◆ Stated task ◆
Copy the lines below word for word, leaving out any pictures.

(Entries from a collection)
-*-

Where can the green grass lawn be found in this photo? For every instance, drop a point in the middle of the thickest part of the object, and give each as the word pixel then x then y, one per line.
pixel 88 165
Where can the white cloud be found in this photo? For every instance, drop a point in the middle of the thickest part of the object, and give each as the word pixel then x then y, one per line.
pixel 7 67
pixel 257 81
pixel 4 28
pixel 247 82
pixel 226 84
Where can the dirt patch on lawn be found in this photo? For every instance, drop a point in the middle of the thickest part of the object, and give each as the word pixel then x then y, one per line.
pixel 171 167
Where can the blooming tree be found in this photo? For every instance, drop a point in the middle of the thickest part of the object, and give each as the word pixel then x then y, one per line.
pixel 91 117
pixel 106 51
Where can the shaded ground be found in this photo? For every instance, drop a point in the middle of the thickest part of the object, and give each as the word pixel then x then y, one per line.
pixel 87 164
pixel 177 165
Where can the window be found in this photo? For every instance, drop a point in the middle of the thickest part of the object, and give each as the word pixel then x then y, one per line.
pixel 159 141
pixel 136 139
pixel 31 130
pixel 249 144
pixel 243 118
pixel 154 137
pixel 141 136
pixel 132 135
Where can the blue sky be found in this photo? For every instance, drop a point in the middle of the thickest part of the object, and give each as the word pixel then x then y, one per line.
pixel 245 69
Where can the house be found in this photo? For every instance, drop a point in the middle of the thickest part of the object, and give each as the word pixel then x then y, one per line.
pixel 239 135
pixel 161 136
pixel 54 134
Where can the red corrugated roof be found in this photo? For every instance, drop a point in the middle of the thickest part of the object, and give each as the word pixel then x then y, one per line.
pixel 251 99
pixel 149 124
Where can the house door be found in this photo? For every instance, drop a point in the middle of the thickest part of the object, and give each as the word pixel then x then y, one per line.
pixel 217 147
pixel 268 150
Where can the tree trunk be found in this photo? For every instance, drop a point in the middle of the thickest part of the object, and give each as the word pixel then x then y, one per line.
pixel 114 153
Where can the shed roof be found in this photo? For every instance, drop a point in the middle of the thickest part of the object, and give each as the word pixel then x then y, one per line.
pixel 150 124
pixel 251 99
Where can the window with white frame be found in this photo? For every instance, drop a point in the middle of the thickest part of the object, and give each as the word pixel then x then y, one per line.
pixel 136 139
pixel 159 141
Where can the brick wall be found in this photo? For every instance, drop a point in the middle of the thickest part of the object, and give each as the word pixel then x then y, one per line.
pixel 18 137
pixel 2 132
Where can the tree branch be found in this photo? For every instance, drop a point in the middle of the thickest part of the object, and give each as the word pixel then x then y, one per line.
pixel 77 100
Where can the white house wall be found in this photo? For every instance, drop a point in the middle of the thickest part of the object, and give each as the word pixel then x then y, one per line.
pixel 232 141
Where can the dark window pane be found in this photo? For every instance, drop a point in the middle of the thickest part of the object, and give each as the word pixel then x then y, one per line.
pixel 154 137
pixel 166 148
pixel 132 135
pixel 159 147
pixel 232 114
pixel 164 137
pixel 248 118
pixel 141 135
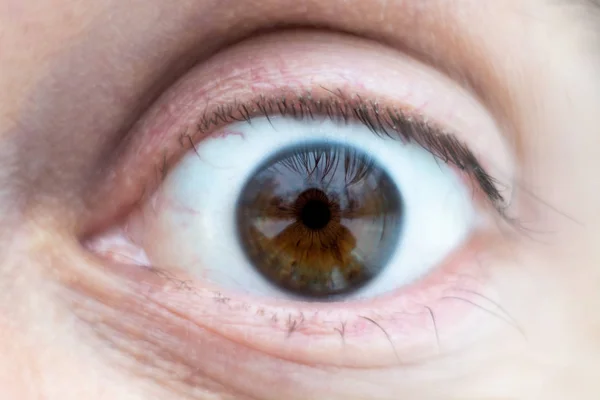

-*-

◆ Reply ◆
Where can the green grass lawn be found in this photo? For every instance, drop a point in the middle of the thickest part of the object, and give each as the word pixel then x then y, one per line.
pixel 88 165
Where can the white cloud be found in this photo? For every instance, drop a point in the middle of the thickest part of the object, and give each as the word pixel then x then y, one per line.
pixel 7 67
pixel 257 81
pixel 4 28
pixel 247 82
pixel 226 84
Where can the dirt patch on lawn be found in this photo? For every instance, drop a point in the middle of the thickest part of the object, and give each as the word pixel then x then y, one per line.
pixel 171 167
Where can the blooming tree be found in this photo? For every instance, drop a point in the middle of the thickest part of the object, and give each as the word pixel then x then y, one per line.
pixel 91 117
pixel 106 51
Where can the shaded ground be found in this photo? For every instance, drop a point in the middle of the thickest part of the object, and give each as the word pixel then x then y, one per line.
pixel 87 164
pixel 177 165
Where can the window be found in this photo? For every instance, drop a point in the middle of the thickest part of the object, and give each as the word pixel then x then y, one per line.
pixel 159 141
pixel 136 139
pixel 31 130
pixel 249 144
pixel 243 118
pixel 154 137
pixel 141 136
pixel 132 135
Where can the blue sky be found in this photo? For every instance, drop a point in the middle of the thickest part of the object, and give each as the word pixel then x then y, one per line.
pixel 245 69
Where can the house be found in this photo? For every instance, drop a point in the middle of the thickest part of the object, and give each as the word pixel then x then y, one per line.
pixel 239 135
pixel 161 136
pixel 54 134
Where can the red corrugated roof be found in this photo? For every instance, drop a point in the middle of the thickest part of the object, and give each as the word pixel then x then y, one per line.
pixel 251 99
pixel 149 124
Where can the house door be found in this photo? For every instance, drop a point in the middle of the thickest part of the object, and give each as the word pixel then x then y, one per line.
pixel 217 147
pixel 268 150
Where can the tree trunk be found in this photo? For every instance, drop a point in the middle of the thickest part of the object, and give each as the word pixel then x then y, one per line.
pixel 114 153
Where can the shed roof be found in this photo? For every instance, drop a point in the middle of the thickest part of the object, and give each as the word pixel then x then y, one per line.
pixel 150 124
pixel 251 99
Where can the window with white frame be found in this photo? For every instance, drop a point in the middle of the thickest part of the object, and give each as the word pixel then x then y, one per line.
pixel 136 139
pixel 159 141
Where can the brick wall be found in this photo? For every instance, drop a point in the middle of the thickest part of the object, and give each as the word pixel then x then y, one per line.
pixel 18 137
pixel 2 132
Where can the tree branch be found in this photo? For every instance, drop a point in the middle of the thickest part of the object, and give each as the word pixel then x then y, one per line.
pixel 77 100
Where can the white house wall be found in this photo? For every instance, drop a point in the middle of the thickest part of the object, and give each as the word pixel then x then y, one per line.
pixel 232 141
Where can the dark window pane be found in this photo? For every instance, drop a point in the middle of the thickest part of the object, and give each as the word pixel then x then y, one per line.
pixel 154 137
pixel 166 148
pixel 132 135
pixel 159 147
pixel 232 114
pixel 164 137
pixel 248 118
pixel 141 135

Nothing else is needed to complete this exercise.